Raw records:
— begin —
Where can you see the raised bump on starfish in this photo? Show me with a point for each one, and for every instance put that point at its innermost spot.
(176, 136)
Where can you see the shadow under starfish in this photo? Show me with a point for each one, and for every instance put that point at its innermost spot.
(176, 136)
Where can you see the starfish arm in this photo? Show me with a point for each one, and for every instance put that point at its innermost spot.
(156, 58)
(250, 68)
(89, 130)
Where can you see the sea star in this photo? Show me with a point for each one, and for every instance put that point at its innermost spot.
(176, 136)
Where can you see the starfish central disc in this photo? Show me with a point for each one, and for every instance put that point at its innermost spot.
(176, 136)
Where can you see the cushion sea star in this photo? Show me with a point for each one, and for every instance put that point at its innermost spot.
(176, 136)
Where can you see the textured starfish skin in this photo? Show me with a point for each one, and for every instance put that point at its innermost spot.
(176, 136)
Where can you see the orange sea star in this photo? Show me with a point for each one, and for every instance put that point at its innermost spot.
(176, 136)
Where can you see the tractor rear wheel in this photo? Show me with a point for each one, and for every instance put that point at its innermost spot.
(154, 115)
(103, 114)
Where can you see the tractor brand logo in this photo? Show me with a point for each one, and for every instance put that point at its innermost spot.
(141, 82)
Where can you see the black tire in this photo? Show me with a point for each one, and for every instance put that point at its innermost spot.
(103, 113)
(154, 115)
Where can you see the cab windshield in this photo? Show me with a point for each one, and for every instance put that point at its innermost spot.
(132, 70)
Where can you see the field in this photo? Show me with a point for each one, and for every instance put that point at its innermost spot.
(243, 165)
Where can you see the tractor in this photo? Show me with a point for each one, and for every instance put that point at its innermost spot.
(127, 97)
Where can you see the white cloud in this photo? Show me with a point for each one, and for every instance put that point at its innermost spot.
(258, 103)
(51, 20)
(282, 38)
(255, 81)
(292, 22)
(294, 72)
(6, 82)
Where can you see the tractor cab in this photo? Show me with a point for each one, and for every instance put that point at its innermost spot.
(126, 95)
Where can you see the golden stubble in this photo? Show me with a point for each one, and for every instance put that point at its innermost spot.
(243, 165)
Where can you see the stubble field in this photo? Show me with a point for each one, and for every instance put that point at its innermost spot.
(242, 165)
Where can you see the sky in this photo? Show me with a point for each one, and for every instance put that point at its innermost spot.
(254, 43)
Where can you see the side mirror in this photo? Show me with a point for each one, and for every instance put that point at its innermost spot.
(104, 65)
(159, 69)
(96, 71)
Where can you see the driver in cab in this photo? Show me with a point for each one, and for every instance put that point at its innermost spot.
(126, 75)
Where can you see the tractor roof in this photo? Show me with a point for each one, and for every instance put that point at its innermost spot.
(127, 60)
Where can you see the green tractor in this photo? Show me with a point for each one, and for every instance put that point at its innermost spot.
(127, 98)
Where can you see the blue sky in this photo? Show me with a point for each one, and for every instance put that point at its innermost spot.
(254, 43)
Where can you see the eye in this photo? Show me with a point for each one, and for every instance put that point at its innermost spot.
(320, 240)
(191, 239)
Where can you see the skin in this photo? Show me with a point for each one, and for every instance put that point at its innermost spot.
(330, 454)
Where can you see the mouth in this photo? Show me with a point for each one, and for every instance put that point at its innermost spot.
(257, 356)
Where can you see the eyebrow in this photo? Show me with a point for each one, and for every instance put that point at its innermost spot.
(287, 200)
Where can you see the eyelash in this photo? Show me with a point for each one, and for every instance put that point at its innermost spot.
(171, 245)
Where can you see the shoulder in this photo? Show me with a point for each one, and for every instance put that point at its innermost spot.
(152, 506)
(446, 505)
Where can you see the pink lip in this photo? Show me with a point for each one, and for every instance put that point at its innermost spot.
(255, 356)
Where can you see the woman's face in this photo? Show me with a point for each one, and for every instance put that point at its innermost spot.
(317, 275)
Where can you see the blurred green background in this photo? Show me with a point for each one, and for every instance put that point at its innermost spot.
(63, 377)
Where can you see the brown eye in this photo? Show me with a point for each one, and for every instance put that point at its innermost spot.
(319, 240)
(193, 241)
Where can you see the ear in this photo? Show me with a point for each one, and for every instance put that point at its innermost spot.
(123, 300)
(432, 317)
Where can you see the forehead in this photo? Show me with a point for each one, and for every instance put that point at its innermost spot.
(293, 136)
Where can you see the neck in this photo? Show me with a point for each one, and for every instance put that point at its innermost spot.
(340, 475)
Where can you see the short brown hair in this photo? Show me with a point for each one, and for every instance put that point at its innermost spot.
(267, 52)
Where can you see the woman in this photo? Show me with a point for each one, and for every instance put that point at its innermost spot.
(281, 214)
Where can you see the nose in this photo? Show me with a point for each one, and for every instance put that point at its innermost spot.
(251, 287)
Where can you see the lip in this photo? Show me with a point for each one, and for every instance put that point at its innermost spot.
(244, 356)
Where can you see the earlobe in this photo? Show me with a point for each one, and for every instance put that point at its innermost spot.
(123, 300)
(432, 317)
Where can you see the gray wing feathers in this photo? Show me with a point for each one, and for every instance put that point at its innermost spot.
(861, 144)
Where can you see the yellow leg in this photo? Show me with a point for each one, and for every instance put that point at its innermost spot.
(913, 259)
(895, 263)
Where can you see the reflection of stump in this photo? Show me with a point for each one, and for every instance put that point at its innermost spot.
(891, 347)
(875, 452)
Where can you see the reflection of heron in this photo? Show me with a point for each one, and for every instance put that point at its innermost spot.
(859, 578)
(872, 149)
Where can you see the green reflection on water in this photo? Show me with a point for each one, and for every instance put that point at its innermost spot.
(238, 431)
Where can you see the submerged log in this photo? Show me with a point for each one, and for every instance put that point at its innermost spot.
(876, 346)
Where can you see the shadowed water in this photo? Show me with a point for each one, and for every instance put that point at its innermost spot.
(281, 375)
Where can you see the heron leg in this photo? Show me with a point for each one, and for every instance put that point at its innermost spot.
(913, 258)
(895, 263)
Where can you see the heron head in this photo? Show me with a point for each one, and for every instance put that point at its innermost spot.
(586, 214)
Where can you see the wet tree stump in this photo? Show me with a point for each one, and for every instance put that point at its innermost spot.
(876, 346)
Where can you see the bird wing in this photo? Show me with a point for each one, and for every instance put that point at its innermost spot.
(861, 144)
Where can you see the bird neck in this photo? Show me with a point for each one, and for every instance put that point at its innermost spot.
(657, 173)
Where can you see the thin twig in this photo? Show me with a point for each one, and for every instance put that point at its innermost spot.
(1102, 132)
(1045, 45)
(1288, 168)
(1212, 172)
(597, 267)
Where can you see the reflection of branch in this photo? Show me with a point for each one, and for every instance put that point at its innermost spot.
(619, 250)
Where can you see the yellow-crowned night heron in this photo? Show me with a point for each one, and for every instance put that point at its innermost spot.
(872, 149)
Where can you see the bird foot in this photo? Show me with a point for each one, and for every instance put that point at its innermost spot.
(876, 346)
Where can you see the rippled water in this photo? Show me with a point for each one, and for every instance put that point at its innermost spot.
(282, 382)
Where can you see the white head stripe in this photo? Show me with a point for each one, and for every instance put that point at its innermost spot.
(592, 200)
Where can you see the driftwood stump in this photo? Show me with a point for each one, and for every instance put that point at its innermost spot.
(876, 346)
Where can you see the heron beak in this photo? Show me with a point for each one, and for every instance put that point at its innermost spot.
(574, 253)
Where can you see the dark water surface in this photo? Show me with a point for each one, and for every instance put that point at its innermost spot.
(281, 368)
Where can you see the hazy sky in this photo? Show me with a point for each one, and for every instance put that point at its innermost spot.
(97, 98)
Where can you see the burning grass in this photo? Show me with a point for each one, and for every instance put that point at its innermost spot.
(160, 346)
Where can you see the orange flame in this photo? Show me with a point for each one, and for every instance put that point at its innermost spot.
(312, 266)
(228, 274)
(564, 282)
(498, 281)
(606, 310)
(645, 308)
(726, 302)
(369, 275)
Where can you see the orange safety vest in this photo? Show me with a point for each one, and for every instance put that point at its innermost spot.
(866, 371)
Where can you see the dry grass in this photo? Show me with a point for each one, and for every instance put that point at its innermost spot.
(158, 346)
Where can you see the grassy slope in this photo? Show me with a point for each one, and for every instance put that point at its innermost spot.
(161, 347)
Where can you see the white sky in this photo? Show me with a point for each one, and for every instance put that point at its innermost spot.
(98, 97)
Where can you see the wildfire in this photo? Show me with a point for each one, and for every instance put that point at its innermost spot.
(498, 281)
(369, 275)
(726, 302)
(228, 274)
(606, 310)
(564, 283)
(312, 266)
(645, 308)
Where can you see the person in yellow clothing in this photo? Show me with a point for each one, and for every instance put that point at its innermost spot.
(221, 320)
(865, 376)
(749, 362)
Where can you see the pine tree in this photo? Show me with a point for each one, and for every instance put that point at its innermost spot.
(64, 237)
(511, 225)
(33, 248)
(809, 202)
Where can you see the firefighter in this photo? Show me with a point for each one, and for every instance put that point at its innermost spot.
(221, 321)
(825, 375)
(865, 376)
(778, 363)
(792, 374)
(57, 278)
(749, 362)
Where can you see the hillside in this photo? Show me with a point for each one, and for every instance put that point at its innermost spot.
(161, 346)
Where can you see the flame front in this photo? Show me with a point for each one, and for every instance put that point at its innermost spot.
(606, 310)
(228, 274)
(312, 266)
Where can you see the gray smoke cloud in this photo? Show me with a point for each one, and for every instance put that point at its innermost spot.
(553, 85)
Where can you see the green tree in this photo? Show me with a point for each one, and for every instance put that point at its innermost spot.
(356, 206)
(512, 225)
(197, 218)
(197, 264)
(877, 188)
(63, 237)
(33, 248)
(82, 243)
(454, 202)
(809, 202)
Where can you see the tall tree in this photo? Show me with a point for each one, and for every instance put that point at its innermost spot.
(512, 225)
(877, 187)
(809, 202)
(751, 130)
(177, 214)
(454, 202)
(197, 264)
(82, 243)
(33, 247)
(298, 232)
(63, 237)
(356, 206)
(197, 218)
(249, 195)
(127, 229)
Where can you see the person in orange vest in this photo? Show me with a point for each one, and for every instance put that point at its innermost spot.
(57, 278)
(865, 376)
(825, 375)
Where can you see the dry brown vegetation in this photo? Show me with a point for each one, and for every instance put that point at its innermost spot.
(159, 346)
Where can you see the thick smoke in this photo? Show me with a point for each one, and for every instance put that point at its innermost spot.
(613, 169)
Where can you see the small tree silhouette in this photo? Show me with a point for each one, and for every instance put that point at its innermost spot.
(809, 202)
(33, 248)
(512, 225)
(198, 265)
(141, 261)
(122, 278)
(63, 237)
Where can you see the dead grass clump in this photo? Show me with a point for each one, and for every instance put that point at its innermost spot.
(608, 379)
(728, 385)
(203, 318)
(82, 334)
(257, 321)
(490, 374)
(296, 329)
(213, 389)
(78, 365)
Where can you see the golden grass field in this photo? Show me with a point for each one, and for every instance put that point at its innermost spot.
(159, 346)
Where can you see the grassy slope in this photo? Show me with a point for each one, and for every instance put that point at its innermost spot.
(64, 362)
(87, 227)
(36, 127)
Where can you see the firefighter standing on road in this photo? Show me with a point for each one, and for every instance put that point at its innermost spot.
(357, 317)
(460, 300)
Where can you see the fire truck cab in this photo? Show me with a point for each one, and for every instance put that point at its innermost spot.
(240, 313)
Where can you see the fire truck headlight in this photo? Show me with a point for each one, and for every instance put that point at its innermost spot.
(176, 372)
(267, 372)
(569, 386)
— end —
== EXERCISE REQUIREMENTS ==
Reproduce precisely the span of lines that begins at the line containing "Where can you see the golden grass" and ends with the last line of the listing.

== CORRECT OUTPUT ==
Where can you see the golden grass field in this photo? Show me with a point for each one, and for every instance put that point at its innermost spot.
(159, 346)
Where can you see the grassy slope in this photo? Show me with a point for each one, and for every instance put that point at its innermost spot.
(64, 362)
(87, 227)
(36, 127)
Where can you see the firefighter standing on road in this photo? Show me with a point for each one, and for every instance put that point at its innermost spot.
(357, 317)
(460, 300)
Where can you see the fire truck cab in this photo? Show me with a point for each one, and for every instance put that point at its innermost spot.
(240, 313)
Where can you see the fire truck headlight in this photo? Show me with a point for each one, and for every instance put that point at its innermost spot.
(176, 372)
(267, 372)
(569, 386)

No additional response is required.